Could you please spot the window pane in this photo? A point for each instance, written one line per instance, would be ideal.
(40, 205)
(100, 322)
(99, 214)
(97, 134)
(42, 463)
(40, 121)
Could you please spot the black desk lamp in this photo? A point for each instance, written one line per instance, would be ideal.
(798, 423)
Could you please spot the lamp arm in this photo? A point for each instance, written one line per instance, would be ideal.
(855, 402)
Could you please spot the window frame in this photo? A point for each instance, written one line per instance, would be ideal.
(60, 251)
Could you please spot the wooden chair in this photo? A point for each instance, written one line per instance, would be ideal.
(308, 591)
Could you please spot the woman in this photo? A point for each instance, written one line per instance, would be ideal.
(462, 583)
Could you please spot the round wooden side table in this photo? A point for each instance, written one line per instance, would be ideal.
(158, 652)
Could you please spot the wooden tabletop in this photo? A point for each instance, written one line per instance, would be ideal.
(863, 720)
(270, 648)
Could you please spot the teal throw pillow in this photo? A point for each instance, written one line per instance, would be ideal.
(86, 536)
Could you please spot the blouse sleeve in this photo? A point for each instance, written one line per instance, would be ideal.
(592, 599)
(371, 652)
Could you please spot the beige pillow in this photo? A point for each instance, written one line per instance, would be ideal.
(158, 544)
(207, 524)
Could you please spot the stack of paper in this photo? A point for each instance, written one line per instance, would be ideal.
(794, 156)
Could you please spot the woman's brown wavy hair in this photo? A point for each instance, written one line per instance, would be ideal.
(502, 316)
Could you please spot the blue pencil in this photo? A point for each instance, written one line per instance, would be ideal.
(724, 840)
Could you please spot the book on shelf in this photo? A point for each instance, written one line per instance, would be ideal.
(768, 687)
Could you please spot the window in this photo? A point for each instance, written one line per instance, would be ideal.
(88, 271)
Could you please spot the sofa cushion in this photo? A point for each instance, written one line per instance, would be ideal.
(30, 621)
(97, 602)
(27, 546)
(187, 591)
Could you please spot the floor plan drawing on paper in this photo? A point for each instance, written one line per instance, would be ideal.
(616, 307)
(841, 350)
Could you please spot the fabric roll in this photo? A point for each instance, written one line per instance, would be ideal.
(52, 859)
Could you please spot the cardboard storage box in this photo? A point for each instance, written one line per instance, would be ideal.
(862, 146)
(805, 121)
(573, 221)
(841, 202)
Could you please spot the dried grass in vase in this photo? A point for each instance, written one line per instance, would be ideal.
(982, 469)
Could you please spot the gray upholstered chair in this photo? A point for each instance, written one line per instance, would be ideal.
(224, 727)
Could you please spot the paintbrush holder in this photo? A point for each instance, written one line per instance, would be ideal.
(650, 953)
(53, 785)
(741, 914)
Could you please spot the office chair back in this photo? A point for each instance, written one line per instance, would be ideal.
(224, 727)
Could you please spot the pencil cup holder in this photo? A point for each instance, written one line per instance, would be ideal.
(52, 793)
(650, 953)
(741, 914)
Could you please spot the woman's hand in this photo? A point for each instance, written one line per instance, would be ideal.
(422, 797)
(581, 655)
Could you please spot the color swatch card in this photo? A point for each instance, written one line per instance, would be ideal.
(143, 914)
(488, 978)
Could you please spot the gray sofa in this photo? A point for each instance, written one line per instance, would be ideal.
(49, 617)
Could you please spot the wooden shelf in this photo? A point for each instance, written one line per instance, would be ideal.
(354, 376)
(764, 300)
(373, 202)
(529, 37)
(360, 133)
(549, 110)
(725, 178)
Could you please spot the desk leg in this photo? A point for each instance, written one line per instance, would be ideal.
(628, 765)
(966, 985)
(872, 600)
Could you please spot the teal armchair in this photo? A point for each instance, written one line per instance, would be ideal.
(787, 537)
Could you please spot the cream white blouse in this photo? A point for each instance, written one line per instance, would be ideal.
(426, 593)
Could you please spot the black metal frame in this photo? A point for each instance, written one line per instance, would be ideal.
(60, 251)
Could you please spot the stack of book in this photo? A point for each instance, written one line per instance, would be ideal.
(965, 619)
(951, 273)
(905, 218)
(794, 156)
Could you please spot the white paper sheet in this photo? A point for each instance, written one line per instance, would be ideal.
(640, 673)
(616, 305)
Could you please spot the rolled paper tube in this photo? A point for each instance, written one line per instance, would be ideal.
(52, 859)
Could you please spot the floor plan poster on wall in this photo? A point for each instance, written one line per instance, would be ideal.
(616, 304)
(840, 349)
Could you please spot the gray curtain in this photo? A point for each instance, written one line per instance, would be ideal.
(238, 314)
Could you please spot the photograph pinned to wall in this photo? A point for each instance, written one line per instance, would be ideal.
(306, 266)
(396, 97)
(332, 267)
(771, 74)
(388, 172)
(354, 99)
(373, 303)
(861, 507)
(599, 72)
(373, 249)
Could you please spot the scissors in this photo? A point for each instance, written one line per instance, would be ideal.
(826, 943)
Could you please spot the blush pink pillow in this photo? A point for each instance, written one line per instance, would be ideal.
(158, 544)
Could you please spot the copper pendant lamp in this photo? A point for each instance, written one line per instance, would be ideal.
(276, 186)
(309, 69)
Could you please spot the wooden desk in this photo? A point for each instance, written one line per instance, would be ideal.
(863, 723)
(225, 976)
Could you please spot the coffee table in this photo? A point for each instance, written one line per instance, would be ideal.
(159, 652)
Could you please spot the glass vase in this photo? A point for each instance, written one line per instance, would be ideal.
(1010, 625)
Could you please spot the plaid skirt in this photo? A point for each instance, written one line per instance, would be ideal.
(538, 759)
★ ★ ★ ★ ★ ★ ★
> **Task instructions**
Please repeat every item above word for word.

> **Answer to this task**
Could you please spot the window pane in this photo? A point for each instance, written one line per instance, would be ideal.
(40, 205)
(100, 322)
(99, 214)
(97, 134)
(42, 463)
(40, 121)
Could you please spot the black desk lamp in this photo? A point for each instance, written one line per instance, would be ideal.
(798, 423)
Could you please spot the lamp arm in this photo? A point for each instance, written one line per instance, would be ideal.
(855, 402)
Could you please spot the window frame in this photo? A point for each instance, written one line per instance, would be ideal.
(60, 251)
Could you please spot the wooden chair in this photo? A point for each instance, written one line per instance, would be ideal.
(308, 591)
Could you please spot the woman in this photo? A point for each instance, written one line per instance, would be ideal.
(462, 583)
Could you please spot the round wooden side table in this photo? A point for each instance, written one line per instance, would be ideal.
(158, 652)
Could you please spot the wooden tabletop in this photo? A point for each instance, written one line per instance, would be ideal.
(863, 720)
(270, 648)
Could you please spot the teal throw pillow in this photo? A point for each instance, written one line per instance, would be ideal.
(86, 536)
Could you please spot the blouse sleeve in this photo? A point for each instance, written one line per instance, would be ideal.
(592, 599)
(371, 652)
Could you please spot the beige pillow in this photo? A point for each instance, written one line per instance, would be ideal.
(158, 544)
(207, 524)
Could you please spot the stack of paper in this photo? A point for each instance, written one line per instance, would be ideal.
(794, 156)
Could you please spot the woman's brown wavy hair in this photo? A point for each instance, written one line per instance, would be ideal.
(502, 316)
Could you please spot the blue pencil in this photo? A point for each instance, written one line per instance, would be ideal.
(724, 840)
Could you please spot the book on shelf in this photo? A point for each instance, written one line per instance, would be ideal.
(768, 687)
Could you please spot the window in this photo? A point for each instance, written one line per instance, would be ideal.
(88, 271)
Could you please spot the sofa cushion in this photo? A point for each instance, written one line per instance, would be ideal.
(30, 621)
(97, 602)
(27, 546)
(187, 591)
Could you please spot the floor plan drawing on paper in this photo? A point for each instance, written one line per instance, would be ideal.
(616, 307)
(841, 350)
Could you please spot the fabric roll in this photo? A point for each instance, written one line per instance, would be ideal.
(52, 859)
Could you please spot the cardboard storage box in this photo? A point for each instance, written one line per instance, would be ideal.
(862, 146)
(805, 121)
(573, 221)
(841, 202)
Could you please spot the dried grass in vase in this photo? A point for each instance, written one line per instance, would be ideal.
(982, 469)
Could you please spot the gray upholstered chair in this photo? A point for each instance, written one line per instance, would be ideal.
(224, 727)
Could you please spot the paintbrush holder in this photo? A point for each instance, written one line per instance, would be ideal.
(650, 953)
(53, 785)
(741, 914)
Could you please spot the office chair back in this photo? A point for each instance, written one line per instance, would be ideal.
(224, 727)
Could you please spot the pencil cup holder in this photo? A point for each instance, written one line per instance, would be ideal.
(52, 793)
(650, 953)
(741, 914)
Could you please spot the woman's hand in this photo? A point for each instance, written one line per instance, would be ideal.
(422, 797)
(581, 655)
Could you please spot the color swatch card in this photo? A point for each instance, written one line per instance, would be ideal.
(143, 914)
(488, 978)
Could you please spot the gray sofa in this photo? A point for each instance, written one line per instance, would be ideal.
(49, 617)
Could you please spot the wooden shelf in this photo? A point for each instance, written one line per instance, would be ideal.
(354, 376)
(764, 300)
(373, 202)
(529, 37)
(360, 133)
(549, 110)
(725, 178)
Could you please spot the desk leg in this photo? A point for each instance, written one line per instance, would be ideal.
(628, 765)
(966, 985)
(872, 600)
Could you please spot the teal armchair in this photo? A point for each instance, written one line per instance, would be ideal.
(787, 537)
Could you please spot the cream white blouse in this photo? A point for each instance, written one line per instance, would be ideal.
(426, 593)
Could you please spot the black metal frame in this photo? A point for each instance, written one line per instance, would be ideal.
(60, 251)
Could you please spot the stack of book in this photo? A point for each instance, written one line per instance, would be ideal.
(965, 619)
(951, 273)
(905, 218)
(794, 156)
Could you please spot the white paper sheet in this photo? A point for each instance, written one line per instance, would be ideal.
(640, 673)
(616, 305)
Could you please spot the rolled paper tube in this photo? A point for each instance, written one line per instance, would be ideal.
(52, 859)
Could you please spot the floor plan poster on wall in this photo? A point for each instance, written one line per instance, would be ideal.
(616, 304)
(840, 349)
Could you please spot the gray curtain in this photo? A point for each instance, written one line per instance, would be ideal.
(238, 314)
Could you please spot the photograph pinned to wall in this photo? A point for each instance, written one line per instance, would be ideal.
(306, 266)
(396, 97)
(332, 267)
(771, 74)
(388, 172)
(354, 99)
(373, 303)
(861, 507)
(599, 72)
(373, 249)
Could you please spot the scissors in this photo? A point for each instance, written one line per instance, would be ideal.
(826, 943)
Could you please spot the blush pink pillow in this photo? A point for each instance, written one line per instance, would be ideal.
(158, 544)
Could you please spot the copper pendant lamp in this photo? A point for each instance, written one line per instance, would be ideal.
(276, 186)
(309, 69)
Could you please spot the wooden desk in this photo? A point for each instance, written one line per instance, would be ideal.
(863, 723)
(225, 976)
Could you please spot the coffee table in this photo? A point for each instance, written one line per instance, would be ideal.
(159, 652)
Could you please spot the glass vase in this photo? A point for each instance, written one line per instance, would be ideal.
(1010, 625)
Could you please spot the plaid skirt in this photo? A point for each instance, written one line per instance, would be ideal.
(538, 759)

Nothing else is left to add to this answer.